[Directions]
Count the lines in the listing below that contain the string "stripe", with uppercase and lowercase treated as different. Reply with the number alone.

* Start Materials provided *

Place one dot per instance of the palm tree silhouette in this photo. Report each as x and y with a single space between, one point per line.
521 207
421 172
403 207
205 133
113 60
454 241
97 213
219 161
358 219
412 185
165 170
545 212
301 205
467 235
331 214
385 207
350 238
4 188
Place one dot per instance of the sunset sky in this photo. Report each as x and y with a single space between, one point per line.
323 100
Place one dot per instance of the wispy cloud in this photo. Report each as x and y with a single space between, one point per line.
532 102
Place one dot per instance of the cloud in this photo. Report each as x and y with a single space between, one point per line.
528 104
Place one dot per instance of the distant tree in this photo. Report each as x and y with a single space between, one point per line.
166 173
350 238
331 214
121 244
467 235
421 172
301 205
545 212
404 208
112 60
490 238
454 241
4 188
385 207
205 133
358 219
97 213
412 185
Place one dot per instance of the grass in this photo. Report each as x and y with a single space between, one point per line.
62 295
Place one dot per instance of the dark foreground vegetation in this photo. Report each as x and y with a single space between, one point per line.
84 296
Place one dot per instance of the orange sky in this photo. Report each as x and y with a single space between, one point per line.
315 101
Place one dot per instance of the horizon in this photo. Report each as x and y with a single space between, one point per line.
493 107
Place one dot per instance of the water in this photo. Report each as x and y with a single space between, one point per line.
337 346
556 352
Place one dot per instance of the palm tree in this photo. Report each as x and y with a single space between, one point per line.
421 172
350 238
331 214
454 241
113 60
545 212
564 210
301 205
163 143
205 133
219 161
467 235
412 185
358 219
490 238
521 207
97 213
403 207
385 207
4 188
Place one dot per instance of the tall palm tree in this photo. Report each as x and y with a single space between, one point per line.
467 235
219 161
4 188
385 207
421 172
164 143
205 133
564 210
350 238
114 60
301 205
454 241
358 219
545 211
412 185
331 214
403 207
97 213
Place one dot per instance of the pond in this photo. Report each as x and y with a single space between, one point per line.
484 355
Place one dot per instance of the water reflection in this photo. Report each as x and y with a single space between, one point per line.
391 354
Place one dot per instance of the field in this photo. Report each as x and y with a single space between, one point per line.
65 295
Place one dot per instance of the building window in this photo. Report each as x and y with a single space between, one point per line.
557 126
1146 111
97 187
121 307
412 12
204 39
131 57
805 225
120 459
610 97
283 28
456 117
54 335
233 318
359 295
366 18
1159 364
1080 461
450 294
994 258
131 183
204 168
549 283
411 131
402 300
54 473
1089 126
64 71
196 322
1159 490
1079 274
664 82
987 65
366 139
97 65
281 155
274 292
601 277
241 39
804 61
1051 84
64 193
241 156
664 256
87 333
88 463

* End Materials provided *
* Start Materials provided *

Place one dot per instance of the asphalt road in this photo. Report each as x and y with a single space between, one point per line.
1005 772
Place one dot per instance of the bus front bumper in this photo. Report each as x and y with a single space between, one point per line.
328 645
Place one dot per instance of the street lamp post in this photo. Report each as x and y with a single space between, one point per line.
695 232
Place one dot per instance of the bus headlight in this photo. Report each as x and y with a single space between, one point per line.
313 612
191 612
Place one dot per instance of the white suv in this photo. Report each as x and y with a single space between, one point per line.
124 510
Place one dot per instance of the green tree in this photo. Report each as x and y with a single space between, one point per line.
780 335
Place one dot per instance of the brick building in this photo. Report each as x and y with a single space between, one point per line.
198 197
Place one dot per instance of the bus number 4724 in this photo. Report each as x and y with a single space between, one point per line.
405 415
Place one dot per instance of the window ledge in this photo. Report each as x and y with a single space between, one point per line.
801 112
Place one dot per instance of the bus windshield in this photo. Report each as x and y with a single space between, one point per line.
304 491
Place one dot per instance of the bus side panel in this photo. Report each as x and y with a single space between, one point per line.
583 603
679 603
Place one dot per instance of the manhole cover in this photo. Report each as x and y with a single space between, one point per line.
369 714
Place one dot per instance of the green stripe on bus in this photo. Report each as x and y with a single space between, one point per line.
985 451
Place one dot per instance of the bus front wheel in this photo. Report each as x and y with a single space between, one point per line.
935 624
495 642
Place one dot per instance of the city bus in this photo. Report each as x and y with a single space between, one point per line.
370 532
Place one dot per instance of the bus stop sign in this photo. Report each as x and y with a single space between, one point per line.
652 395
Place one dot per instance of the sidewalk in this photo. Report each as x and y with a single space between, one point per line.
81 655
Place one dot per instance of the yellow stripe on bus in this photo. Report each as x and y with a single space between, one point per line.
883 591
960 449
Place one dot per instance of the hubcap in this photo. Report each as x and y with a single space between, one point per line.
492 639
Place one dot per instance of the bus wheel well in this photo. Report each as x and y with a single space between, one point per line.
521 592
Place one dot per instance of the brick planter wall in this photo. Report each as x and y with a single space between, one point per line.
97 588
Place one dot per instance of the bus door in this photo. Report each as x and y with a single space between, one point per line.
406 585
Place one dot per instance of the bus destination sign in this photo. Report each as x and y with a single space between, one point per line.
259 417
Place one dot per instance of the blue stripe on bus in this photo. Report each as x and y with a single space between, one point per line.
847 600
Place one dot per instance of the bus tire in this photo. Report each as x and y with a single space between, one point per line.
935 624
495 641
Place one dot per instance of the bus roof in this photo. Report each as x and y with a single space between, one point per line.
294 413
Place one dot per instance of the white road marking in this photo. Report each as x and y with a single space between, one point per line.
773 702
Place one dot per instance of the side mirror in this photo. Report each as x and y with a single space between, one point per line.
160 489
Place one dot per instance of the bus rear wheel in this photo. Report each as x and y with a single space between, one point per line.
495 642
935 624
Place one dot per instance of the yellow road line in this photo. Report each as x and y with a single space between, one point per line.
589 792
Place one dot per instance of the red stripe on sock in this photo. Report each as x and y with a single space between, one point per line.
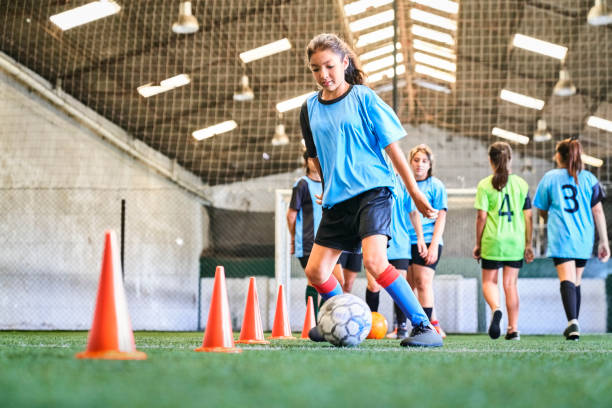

* End Materials provided *

[Response]
4